--- start Listed entries ---

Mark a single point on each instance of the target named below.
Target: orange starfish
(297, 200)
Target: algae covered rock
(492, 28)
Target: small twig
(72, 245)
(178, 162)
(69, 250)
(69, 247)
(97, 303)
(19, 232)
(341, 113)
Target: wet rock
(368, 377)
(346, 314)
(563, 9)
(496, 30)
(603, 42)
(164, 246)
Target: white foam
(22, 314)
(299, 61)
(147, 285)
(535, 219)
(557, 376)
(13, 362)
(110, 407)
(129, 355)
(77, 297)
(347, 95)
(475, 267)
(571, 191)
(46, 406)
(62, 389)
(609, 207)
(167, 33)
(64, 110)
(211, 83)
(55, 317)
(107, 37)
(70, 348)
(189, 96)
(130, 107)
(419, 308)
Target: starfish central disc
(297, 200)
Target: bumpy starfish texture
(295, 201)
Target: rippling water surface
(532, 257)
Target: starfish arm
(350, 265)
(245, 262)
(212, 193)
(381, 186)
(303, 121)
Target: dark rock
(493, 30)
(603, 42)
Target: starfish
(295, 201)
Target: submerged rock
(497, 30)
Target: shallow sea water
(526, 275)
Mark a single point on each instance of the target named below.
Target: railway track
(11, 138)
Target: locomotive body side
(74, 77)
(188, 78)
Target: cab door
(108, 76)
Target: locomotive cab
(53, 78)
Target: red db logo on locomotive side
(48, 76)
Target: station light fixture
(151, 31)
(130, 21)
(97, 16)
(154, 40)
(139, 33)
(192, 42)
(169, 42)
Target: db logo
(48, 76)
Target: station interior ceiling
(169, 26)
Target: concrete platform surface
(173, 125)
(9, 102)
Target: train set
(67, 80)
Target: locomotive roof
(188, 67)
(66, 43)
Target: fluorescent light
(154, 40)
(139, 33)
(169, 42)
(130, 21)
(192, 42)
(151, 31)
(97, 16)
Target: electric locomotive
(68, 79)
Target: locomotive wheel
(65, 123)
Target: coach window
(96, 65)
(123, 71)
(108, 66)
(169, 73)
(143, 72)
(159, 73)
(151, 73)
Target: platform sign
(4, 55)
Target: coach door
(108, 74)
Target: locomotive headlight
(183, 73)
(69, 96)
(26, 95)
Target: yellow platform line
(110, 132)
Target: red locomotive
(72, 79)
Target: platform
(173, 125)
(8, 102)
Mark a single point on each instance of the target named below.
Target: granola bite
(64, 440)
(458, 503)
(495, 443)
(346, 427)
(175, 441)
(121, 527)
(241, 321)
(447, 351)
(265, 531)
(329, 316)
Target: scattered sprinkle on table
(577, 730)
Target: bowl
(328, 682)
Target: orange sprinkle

--- end Listed entries ---

### What is asked:
Exact repetition is required for the lines from the one that contains "Target: algae covered rock" through the final line; leave out everything else.

### Solution for this problem:
Target: algae covered rock
(492, 28)
Target: small twig
(72, 245)
(178, 162)
(69, 250)
(69, 247)
(97, 303)
(19, 232)
(341, 113)
Target: wet rock
(368, 377)
(346, 314)
(563, 9)
(496, 30)
(603, 42)
(164, 246)
Target: white foam
(22, 314)
(299, 61)
(147, 285)
(535, 219)
(557, 376)
(13, 362)
(110, 407)
(129, 355)
(77, 297)
(347, 95)
(475, 267)
(571, 191)
(46, 406)
(62, 389)
(609, 207)
(167, 33)
(64, 110)
(211, 83)
(55, 317)
(107, 37)
(70, 348)
(189, 96)
(130, 107)
(419, 308)
Target: starfish central disc
(297, 200)
Target: bumpy starfish texture
(295, 201)
Target: rippling water surface
(532, 257)
Target: starfish arm
(350, 265)
(245, 262)
(212, 193)
(381, 186)
(303, 121)
Target: dark rock
(493, 30)
(603, 42)
Target: starfish
(295, 201)
Target: submerged rock
(497, 30)
Target: shallow sea water
(526, 275)
Mark a single point on each instance of the target named below.
Target: railway track
(11, 138)
Target: locomotive body side
(74, 77)
(188, 78)
Target: cab door
(108, 76)
Target: locomotive cab
(53, 78)
Target: red db logo on locomotive side
(48, 76)
Target: station light fixture
(151, 31)
(130, 21)
(97, 16)
(154, 40)
(139, 33)
(192, 42)
(169, 42)
Target: db logo
(48, 76)
Target: station interior ceiling
(169, 26)
Target: concrete platform surface
(173, 125)
(9, 102)
Target: train set
(67, 80)
Target: locomotive roof
(188, 67)
(66, 43)
Target: fluorescent light
(154, 40)
(139, 33)
(169, 42)
(130, 21)
(192, 42)
(151, 31)
(97, 16)
Target: electric locomotive
(68, 79)
Target: locomotive wheel
(65, 123)
Target: coach window
(96, 65)
(123, 71)
(108, 66)
(169, 73)
(143, 72)
(159, 73)
(151, 73)
Target: platform sign
(4, 55)
Target: coach door
(108, 74)
Target: locomotive headlight
(183, 73)
(69, 96)
(26, 95)
Target: yellow platform line
(110, 132)
Target: red locomotive
(72, 79)
Target: platform
(173, 125)
(8, 102)
Mark a single point on each instance of the target named below.
Target: granola bite
(64, 440)
(458, 503)
(495, 443)
(346, 427)
(175, 441)
(121, 527)
(241, 321)
(447, 351)
(265, 531)
(329, 316)
Target: scattered sprinkle on table
(577, 730)
Target: bowl
(328, 682)
Target: orange sprinkle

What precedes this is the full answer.